TASK BRIEF -
Copy every line of the records below that contains the string "bush", matching its case exactly.

MATERIAL TO PROCESS -
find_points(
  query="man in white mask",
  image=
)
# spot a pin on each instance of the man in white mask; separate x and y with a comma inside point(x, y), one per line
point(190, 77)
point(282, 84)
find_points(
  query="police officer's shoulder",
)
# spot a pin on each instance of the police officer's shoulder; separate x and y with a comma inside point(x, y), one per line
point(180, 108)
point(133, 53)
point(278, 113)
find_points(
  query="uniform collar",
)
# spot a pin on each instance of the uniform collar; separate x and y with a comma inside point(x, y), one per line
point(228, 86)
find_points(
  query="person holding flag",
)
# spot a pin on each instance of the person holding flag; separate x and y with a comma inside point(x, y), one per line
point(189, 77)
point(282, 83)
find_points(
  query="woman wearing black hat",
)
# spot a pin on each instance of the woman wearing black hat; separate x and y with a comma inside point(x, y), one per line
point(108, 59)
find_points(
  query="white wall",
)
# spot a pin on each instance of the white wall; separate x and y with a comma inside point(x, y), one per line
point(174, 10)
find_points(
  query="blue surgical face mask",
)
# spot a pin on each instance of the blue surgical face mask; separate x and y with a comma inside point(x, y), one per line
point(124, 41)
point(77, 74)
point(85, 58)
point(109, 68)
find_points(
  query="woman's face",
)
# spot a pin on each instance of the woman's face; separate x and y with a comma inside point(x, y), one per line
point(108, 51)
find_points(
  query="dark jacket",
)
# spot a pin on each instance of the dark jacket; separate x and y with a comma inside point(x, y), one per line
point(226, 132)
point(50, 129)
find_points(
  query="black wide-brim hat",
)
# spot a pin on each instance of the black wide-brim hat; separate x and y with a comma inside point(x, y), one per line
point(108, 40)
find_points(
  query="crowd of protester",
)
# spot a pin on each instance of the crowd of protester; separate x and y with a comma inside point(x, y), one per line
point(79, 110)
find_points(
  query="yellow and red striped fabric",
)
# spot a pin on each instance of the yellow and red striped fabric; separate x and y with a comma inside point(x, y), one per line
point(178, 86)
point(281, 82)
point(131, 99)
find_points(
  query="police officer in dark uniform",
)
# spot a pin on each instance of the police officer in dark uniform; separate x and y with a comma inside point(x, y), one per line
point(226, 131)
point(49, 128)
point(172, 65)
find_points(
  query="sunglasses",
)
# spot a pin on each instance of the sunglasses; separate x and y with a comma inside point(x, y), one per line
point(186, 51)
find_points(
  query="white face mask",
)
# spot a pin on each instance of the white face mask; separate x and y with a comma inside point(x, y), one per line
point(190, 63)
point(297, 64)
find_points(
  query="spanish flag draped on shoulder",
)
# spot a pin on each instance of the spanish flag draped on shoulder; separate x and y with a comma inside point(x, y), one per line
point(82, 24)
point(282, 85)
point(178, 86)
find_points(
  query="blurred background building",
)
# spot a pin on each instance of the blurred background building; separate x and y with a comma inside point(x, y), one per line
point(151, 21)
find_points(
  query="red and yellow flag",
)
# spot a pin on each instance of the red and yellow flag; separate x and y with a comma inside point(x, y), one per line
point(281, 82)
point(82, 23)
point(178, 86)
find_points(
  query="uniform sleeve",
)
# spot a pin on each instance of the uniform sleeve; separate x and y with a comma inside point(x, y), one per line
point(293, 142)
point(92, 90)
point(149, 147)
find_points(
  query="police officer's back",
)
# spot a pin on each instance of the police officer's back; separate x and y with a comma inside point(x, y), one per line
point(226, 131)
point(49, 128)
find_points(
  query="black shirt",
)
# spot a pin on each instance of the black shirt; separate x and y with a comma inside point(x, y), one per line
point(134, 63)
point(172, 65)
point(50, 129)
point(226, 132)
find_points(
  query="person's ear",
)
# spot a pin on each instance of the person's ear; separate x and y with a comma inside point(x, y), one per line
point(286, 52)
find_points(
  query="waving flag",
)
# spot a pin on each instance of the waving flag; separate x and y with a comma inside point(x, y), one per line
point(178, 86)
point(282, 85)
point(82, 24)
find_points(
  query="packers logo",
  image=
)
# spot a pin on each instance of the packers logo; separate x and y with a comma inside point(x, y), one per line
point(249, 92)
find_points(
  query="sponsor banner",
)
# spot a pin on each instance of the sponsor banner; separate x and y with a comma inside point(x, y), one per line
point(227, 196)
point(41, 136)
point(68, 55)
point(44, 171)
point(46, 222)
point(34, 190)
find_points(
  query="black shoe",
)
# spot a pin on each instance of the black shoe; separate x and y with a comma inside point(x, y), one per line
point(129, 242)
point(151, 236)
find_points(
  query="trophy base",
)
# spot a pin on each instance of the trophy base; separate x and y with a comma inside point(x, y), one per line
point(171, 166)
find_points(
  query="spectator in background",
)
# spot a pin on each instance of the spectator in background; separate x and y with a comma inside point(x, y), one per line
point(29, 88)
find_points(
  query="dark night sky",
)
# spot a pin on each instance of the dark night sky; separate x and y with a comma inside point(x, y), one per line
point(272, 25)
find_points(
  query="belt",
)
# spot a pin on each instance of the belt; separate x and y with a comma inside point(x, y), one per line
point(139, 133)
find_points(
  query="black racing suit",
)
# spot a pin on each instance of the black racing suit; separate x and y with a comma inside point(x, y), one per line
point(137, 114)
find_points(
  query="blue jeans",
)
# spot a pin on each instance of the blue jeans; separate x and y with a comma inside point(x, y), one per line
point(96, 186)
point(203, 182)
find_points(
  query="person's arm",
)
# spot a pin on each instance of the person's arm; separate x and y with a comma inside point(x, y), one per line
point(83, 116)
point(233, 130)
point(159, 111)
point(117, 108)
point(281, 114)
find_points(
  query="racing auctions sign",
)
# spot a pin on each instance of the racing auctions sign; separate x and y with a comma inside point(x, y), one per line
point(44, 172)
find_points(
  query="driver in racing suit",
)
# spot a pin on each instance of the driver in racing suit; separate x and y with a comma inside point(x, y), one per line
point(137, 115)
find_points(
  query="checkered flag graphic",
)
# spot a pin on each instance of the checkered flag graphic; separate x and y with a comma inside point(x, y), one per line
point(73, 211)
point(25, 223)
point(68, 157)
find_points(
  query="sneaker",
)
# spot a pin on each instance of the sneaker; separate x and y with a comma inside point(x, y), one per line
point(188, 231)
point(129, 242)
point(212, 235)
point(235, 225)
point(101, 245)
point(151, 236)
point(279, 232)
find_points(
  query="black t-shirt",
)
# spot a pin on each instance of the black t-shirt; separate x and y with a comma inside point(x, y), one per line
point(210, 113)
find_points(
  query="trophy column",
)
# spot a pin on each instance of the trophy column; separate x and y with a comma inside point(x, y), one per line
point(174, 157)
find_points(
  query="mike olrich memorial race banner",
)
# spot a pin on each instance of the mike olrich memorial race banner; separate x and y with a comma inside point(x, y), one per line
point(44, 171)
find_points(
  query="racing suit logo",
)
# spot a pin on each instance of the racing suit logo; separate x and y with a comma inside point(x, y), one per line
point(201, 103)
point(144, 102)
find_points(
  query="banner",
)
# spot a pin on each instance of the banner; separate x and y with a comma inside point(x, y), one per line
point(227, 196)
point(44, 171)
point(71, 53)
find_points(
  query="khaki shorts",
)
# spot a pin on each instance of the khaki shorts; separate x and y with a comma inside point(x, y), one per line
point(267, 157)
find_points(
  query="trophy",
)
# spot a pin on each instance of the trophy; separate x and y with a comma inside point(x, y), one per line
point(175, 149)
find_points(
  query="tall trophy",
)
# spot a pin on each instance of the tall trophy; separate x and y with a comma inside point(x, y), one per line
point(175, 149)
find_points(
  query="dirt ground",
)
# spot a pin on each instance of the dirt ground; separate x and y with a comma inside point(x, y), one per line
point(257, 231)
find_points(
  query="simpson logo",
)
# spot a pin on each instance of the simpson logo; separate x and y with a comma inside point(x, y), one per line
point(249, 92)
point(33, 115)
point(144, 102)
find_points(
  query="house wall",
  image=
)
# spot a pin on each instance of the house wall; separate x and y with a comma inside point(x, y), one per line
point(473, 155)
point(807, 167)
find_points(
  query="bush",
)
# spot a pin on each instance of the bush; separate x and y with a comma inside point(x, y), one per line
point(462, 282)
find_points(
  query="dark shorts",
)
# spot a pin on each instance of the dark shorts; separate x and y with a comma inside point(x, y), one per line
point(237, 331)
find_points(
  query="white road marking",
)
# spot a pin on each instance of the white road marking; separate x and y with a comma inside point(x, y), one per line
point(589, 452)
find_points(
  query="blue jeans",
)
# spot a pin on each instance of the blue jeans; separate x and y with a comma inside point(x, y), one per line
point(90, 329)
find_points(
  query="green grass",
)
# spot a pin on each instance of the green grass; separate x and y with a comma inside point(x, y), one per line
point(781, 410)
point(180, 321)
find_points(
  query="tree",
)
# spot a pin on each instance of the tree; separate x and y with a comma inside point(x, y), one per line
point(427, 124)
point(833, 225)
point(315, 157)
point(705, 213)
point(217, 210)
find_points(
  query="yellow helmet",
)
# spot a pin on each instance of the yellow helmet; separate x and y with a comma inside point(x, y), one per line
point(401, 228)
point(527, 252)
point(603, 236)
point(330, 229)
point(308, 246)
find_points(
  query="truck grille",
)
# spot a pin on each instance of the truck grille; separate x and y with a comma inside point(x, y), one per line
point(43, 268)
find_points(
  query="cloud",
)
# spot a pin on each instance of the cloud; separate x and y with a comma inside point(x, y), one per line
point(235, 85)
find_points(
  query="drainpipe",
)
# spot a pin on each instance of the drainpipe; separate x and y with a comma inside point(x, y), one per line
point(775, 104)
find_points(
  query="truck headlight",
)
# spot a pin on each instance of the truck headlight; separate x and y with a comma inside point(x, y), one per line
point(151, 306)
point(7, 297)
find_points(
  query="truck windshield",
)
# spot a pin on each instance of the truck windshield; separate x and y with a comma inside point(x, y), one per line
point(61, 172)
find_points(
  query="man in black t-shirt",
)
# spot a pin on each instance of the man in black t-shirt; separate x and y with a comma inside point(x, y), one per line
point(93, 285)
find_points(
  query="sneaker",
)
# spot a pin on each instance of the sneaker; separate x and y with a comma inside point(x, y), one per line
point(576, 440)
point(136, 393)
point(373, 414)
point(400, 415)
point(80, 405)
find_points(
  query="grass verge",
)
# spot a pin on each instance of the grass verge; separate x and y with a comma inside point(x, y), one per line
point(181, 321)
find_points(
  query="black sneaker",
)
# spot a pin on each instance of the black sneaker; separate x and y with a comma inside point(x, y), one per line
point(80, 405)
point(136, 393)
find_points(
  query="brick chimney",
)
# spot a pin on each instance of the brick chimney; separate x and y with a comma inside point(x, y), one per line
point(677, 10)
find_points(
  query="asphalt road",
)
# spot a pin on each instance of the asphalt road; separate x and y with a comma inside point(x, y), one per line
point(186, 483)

OUTPUT OF THE TASK -
  query="bush",
# spot a pin on each instance of the bush; separate x and y with a comma inside point(x, y), one per line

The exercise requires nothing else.